## [Directions]
Every line from the one containing "[mark] sky (a" to the final line of the material below must be reproduced exactly; leave out all other lines.

[Dataset items]

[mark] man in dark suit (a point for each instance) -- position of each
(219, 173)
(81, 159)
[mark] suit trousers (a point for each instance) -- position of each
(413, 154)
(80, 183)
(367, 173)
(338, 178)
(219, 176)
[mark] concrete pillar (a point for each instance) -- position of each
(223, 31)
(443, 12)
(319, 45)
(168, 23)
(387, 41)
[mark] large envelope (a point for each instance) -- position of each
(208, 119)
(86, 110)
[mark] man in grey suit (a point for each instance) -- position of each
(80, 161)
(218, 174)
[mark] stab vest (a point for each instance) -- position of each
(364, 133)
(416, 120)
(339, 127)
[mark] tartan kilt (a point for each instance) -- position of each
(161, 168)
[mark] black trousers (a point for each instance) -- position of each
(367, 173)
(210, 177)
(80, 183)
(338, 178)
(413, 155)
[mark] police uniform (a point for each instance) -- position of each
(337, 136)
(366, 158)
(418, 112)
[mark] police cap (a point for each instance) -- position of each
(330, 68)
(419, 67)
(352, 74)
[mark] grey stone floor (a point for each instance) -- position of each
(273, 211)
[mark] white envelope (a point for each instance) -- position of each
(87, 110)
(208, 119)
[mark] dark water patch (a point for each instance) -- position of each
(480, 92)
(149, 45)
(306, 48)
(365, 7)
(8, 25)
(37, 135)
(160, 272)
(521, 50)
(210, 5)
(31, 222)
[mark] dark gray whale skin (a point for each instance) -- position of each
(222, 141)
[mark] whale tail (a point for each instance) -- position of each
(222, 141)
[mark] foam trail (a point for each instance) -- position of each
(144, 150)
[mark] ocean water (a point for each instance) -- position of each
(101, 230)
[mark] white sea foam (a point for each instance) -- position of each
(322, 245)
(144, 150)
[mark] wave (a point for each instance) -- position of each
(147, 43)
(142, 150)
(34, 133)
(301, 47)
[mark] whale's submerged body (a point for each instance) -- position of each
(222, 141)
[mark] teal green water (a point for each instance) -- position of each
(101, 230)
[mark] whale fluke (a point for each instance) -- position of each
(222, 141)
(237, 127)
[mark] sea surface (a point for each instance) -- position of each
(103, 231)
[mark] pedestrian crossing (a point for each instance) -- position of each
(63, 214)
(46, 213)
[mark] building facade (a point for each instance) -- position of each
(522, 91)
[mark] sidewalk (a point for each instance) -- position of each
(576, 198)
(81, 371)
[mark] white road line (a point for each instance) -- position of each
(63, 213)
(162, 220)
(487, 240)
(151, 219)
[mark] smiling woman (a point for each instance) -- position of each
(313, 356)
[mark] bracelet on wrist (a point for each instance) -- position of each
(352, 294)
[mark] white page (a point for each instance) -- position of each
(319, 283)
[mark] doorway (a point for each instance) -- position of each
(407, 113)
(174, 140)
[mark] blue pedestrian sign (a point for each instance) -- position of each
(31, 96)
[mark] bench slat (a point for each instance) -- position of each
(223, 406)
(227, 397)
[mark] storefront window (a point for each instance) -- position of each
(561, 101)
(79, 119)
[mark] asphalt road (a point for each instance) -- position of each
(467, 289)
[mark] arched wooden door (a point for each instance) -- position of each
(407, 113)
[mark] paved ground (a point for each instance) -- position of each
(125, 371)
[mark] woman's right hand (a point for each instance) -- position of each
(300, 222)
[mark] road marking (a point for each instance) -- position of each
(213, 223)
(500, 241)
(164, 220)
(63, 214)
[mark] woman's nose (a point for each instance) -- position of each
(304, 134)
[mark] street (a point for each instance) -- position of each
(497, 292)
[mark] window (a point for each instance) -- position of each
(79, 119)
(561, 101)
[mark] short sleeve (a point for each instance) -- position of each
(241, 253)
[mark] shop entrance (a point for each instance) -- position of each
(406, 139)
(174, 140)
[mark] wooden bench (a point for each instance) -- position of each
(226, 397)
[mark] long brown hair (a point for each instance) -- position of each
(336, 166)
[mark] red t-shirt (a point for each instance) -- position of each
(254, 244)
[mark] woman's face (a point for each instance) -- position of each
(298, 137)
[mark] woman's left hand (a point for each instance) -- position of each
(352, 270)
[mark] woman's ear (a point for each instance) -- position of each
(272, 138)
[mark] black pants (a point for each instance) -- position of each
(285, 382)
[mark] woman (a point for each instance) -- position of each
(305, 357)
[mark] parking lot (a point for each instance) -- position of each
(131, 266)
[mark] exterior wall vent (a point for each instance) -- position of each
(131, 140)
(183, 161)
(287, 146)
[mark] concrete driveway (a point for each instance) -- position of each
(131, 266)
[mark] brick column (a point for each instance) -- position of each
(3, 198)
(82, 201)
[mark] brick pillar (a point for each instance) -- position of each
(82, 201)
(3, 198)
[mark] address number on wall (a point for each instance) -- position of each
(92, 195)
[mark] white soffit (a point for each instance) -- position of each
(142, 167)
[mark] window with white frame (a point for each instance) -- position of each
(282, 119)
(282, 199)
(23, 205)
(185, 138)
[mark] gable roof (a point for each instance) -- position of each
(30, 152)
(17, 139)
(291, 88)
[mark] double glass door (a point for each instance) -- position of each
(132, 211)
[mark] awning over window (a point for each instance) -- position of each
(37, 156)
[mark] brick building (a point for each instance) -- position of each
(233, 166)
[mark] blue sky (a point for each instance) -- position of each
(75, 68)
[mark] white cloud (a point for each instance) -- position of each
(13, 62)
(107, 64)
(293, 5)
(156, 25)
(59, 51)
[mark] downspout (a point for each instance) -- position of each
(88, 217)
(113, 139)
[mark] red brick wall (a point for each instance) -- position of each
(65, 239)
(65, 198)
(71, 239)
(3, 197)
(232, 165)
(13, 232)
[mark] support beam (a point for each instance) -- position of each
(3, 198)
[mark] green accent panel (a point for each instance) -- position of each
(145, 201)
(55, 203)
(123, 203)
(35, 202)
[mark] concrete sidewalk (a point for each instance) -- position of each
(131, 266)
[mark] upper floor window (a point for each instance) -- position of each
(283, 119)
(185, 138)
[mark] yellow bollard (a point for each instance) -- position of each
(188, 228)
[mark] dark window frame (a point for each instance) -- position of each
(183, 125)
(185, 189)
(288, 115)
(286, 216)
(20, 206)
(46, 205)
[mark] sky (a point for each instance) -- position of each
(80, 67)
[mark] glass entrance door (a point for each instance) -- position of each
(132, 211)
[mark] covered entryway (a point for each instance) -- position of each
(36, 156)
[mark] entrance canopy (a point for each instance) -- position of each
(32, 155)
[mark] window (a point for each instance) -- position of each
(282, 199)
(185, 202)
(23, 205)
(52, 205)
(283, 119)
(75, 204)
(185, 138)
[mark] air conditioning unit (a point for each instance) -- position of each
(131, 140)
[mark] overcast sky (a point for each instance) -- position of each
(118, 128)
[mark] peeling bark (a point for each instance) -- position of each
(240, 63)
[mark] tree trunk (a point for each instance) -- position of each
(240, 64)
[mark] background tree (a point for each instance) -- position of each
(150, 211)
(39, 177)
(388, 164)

## [Response to the exercise]
[mark] sky (a point for each instance) -- position of each
(80, 67)
[mark] glass entrance door (a point for each instance) -- position of each
(132, 211)
[mark] covered entryway (a point for each instance) -- position of each
(36, 156)
[mark] entrance canopy (a point for each instance) -- position of each
(32, 155)
[mark] window (a point for each instance) -- position of each
(282, 199)
(185, 202)
(23, 205)
(52, 205)
(283, 119)
(75, 204)
(185, 138)
[mark] air conditioning unit (a point for each instance) -- position of each
(131, 140)
[mark] overcast sky (a point for each instance) -- position of each
(118, 128)
[mark] peeling bark (a point for each instance) -- position of each
(240, 63)
[mark] tree trunk (a point for each instance) -- position of each
(240, 64)
[mark] background tree (a point for each instance) -- position of each
(150, 211)
(39, 177)
(388, 164)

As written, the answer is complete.